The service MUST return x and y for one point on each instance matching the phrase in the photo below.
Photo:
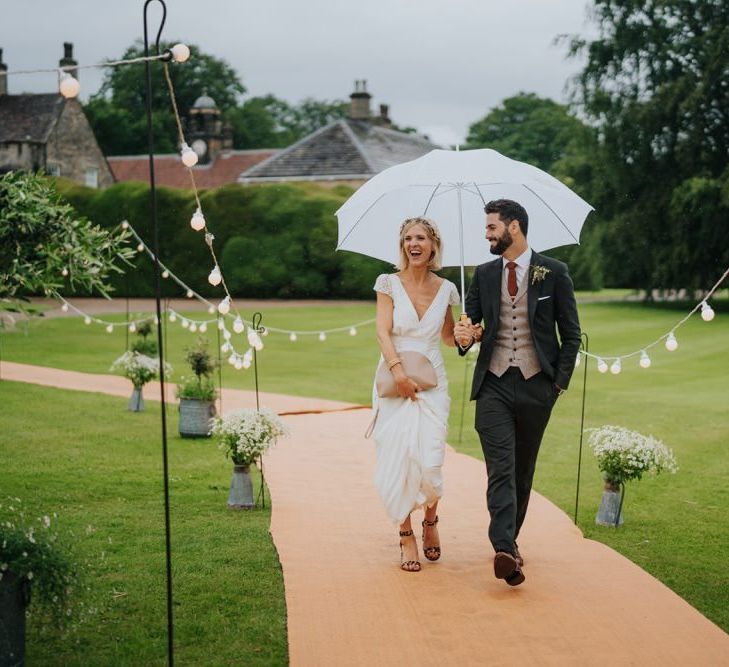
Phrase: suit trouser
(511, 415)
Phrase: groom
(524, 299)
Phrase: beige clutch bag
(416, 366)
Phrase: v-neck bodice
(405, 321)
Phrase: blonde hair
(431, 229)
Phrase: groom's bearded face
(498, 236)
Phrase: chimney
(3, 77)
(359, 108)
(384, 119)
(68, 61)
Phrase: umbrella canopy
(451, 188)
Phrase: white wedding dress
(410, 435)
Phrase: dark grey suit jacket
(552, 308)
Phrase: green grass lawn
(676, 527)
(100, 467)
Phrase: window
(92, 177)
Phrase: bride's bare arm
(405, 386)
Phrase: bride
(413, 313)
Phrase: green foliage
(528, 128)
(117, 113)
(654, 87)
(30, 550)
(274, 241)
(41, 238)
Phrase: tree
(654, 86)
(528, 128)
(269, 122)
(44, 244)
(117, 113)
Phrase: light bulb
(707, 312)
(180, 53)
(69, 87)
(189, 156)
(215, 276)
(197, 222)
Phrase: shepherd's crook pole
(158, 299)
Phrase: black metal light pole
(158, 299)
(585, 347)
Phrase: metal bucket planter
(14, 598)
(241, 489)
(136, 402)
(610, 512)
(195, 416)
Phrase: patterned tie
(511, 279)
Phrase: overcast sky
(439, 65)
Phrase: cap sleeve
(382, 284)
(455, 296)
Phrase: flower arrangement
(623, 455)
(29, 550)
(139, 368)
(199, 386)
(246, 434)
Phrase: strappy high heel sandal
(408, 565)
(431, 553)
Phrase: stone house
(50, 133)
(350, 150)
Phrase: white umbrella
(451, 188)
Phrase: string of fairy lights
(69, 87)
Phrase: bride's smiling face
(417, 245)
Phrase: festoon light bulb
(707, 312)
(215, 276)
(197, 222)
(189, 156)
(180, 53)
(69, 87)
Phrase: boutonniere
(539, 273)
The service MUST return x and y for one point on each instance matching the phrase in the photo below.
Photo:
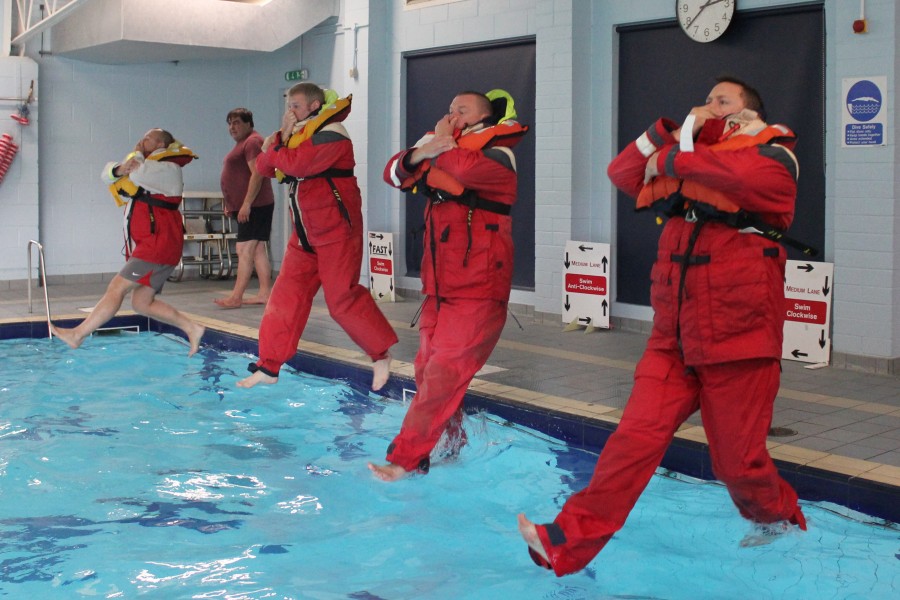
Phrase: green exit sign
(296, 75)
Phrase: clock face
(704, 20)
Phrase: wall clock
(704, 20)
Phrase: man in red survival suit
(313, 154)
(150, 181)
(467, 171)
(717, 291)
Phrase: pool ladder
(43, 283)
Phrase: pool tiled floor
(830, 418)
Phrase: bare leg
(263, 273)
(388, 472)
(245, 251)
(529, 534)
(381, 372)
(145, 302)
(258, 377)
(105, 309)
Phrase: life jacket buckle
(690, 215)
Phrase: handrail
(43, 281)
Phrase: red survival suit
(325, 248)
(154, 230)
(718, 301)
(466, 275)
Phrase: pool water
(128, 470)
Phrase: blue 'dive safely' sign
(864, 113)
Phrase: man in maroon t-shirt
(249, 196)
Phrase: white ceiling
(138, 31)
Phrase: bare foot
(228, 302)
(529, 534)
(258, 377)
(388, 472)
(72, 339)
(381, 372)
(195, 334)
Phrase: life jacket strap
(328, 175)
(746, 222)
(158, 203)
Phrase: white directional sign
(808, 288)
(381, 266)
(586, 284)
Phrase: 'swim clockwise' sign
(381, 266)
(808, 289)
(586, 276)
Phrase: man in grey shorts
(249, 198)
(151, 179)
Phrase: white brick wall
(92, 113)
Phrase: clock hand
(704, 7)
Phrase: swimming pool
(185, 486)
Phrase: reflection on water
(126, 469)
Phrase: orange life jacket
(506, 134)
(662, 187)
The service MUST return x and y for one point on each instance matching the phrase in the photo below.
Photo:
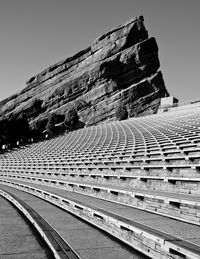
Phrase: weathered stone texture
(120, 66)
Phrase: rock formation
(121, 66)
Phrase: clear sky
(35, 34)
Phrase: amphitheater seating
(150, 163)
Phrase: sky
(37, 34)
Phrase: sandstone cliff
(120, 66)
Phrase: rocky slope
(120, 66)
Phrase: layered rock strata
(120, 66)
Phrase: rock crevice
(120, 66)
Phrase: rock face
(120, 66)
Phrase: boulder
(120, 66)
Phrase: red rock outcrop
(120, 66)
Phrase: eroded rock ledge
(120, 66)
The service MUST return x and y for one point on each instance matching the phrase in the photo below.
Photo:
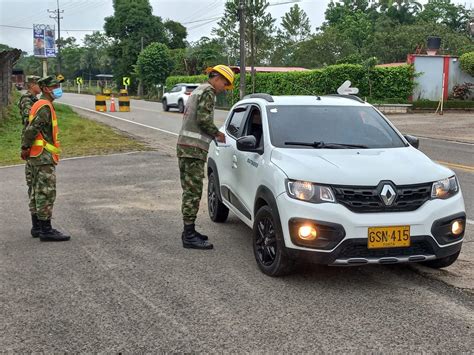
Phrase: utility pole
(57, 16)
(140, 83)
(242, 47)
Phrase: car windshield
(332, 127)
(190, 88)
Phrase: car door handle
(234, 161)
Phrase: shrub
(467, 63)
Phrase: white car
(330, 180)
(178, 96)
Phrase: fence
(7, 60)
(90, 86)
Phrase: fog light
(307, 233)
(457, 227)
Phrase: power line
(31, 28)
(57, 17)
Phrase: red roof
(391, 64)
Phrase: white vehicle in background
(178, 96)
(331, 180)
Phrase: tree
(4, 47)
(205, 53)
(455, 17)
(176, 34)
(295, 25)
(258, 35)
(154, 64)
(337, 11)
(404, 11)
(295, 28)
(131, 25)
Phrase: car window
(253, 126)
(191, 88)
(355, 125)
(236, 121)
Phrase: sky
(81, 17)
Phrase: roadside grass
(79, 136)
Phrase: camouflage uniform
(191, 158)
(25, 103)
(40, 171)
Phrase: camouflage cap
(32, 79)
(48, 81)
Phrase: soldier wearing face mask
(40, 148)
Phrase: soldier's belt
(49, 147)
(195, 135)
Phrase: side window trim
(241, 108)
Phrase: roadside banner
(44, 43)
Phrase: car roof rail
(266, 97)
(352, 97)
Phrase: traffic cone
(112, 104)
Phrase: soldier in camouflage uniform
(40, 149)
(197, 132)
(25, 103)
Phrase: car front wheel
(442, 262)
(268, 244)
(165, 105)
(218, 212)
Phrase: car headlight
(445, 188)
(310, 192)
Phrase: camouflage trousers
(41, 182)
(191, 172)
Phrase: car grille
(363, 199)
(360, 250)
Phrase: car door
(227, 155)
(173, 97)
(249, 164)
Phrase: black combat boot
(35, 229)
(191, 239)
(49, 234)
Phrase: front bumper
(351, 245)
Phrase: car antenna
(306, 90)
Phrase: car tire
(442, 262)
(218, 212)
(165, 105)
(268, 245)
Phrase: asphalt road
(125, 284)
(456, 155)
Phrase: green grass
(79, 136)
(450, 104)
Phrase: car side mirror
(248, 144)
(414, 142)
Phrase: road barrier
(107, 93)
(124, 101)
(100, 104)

----

**TASK DESCRIPTION:** A verbatim copy of the material, pictures excluded, is what must be produced.

**ANSWER SPACE:**
The service MUST return x and y for one point on each instance matching the phrase in the photo below.
Photo:
Phrase: suit trouser
(511, 415)
Phrase: groom
(524, 299)
Phrase: beige clutch bag
(416, 366)
Phrase: v-neck bodice
(405, 321)
Phrase: blonde hair
(431, 229)
Phrase: groom's bearded face
(498, 236)
Phrase: chimney
(3, 77)
(359, 108)
(384, 119)
(68, 61)
Phrase: umbrella canopy
(451, 188)
Phrase: white wedding dress
(410, 435)
Phrase: dark grey suit jacket
(552, 308)
Phrase: green grass lawn
(676, 527)
(100, 467)
Phrase: window
(92, 177)
Phrase: bride's bare arm
(405, 386)
Phrase: bride
(413, 313)
Phrase: green foliage
(528, 128)
(117, 113)
(654, 87)
(30, 550)
(274, 241)
(41, 238)
Phrase: tree
(654, 86)
(528, 128)
(269, 122)
(44, 244)
(117, 113)
Phrase: light bulb
(707, 312)
(180, 53)
(69, 87)
(189, 156)
(215, 276)
(197, 222)
Phrase: shepherd's crook pole
(158, 299)
Phrase: black metal light pole
(158, 299)
(585, 347)
Phrase: metal bucket planter
(14, 598)
(241, 489)
(136, 402)
(610, 512)
(195, 416)
Phrase: patterned tie
(511, 279)
Phrase: overcast sky
(439, 65)
Phrase: cap sleeve
(382, 284)
(455, 296)
Phrase: flower arrangement
(623, 455)
(29, 550)
(139, 368)
(199, 386)
(246, 434)
Phrase: strappy high heel sandal
(408, 565)
(431, 553)
Phrase: stone house
(50, 133)
(350, 150)
Phrase: white umbrella
(451, 188)
Phrase: string of fairy lights
(69, 87)
Phrase: bride's smiling face
(417, 245)
Phrase: festoon light bulb
(707, 312)
(215, 276)
(197, 222)
(189, 156)
(180, 53)
(69, 87)
Phrase: boutonniere
(539, 273)
The service MUST return x and y for one point on each instance matching the phrase in the photo below.
Photo:
Phrase: green exit sign
(296, 75)
Phrase: clock face
(704, 20)
Phrase: wall clock
(704, 20)
Phrase: man in red survival suit
(313, 154)
(150, 181)
(467, 171)
(717, 291)
Phrase: pool ladder
(43, 283)
Phrase: pool tiled floor
(830, 418)
Phrase: bare leg
(263, 273)
(388, 472)
(245, 251)
(529, 534)
(381, 372)
(145, 302)
(258, 377)
(105, 309)
Phrase: life jacket buckle
(690, 215)
Phrase: handrail
(43, 281)
Phrase: red survival suit
(325, 248)
(154, 230)
(718, 301)
(466, 275)
Phrase: pool water
(128, 470)
Phrase: blue 'dive safely' sign
(864, 113)
Phrase: man in maroon t-shirt
(249, 196)
Phrase: white ceiling
(138, 31)
Phrase: bare foot
(228, 302)
(529, 534)
(258, 377)
(388, 472)
(72, 339)
(381, 372)
(195, 334)
Phrase: life jacket strap
(328, 175)
(746, 222)
(158, 203)
Phrase: white directional sign
(808, 288)
(381, 266)
(586, 284)
Phrase: 'swim clockwise' sign
(381, 266)
(808, 289)
(586, 276)
Phrase: man in grey shorts
(249, 198)
(151, 179)
Phrase: white brick wall
(92, 113)
Phrase: clock hand
(704, 7)
Phrase: swimming pool
(185, 486)
Phrase: reflection on water
(126, 469)
Phrase: orange life jacket
(506, 134)
(662, 187)
The service MUST return x and y for one point on each instance matching the phrase in the photo below.
Photo:
Phrase: weathered stone texture
(120, 66)
Phrase: rock formation
(121, 66)
Phrase: clear sky
(35, 34)
Phrase: amphitheater seating
(150, 163)
Phrase: sky
(37, 34)
Phrase: sandstone cliff
(120, 66)
Phrase: rocky slope
(120, 66)
Phrase: layered rock strata
(120, 66)
Phrase: rock crevice
(120, 66)
Phrase: rock face
(120, 66)
Phrase: boulder
(120, 66)
Phrase: red rock outcrop
(120, 66)
Phrase: eroded rock ledge
(120, 66)
The service MUST return x and y for one point on each instance matching the phrase in the photo below.
Photo:
Phrase: utility pole
(57, 16)
(140, 83)
(242, 47)
Phrase: car windshield
(332, 127)
(190, 88)
Phrase: car door handle
(234, 161)
Phrase: shrub
(467, 63)
Phrase: white car
(330, 180)
(178, 96)
Phrase: fence
(7, 60)
(90, 86)
Phrase: fog light
(307, 233)
(457, 227)
Phrase: power line
(31, 28)
(57, 17)
Phrase: red roof
(391, 64)
Phrase: white vehicle in background
(178, 96)
(331, 180)
Phrase: tree
(4, 47)
(205, 53)
(455, 17)
(176, 34)
(295, 25)
(258, 35)
(154, 64)
(337, 11)
(404, 11)
(295, 28)
(131, 25)
Phrase: car window
(253, 126)
(191, 88)
(355, 125)
(236, 121)
Phrase: sky
(81, 17)
Phrase: roadside grass
(79, 136)
Phrase: camouflage uniform
(191, 158)
(25, 103)
(40, 171)
Phrase: camouflage cap
(32, 79)
(48, 81)
Phrase: soldier wearing face mask
(40, 148)
Phrase: soldier's belt
(49, 147)
(195, 135)
Phrase: side window trim
(241, 108)
Phrase: roadside banner
(44, 43)
Phrase: car roof rail
(266, 97)
(352, 97)
Phrase: traffic cone
(112, 104)
Phrase: soldier in camouflage uniform
(40, 149)
(197, 132)
(25, 103)
Phrase: car front wheel
(442, 262)
(268, 244)
(165, 105)
(218, 212)
Phrase: car headlight
(445, 188)
(310, 192)
Phrase: camouflage trousers
(41, 182)
(191, 172)
Phrase: car grille
(363, 199)
(360, 250)
Phrase: car door
(227, 155)
(173, 97)
(249, 164)
Phrase: black combat boot
(35, 229)
(191, 239)
(49, 234)
Phrase: front bumper
(351, 245)
Phrase: car antenna
(306, 90)
Phrase: car tire
(442, 262)
(218, 212)
(165, 105)
(268, 245)
Phrase: asphalt road
(125, 284)
(456, 155)
Phrase: green grass
(79, 136)
(450, 104)
Phrase: car side mirror
(248, 144)
(414, 142)
Phrase: road barrier
(107, 93)
(124, 101)
(100, 104)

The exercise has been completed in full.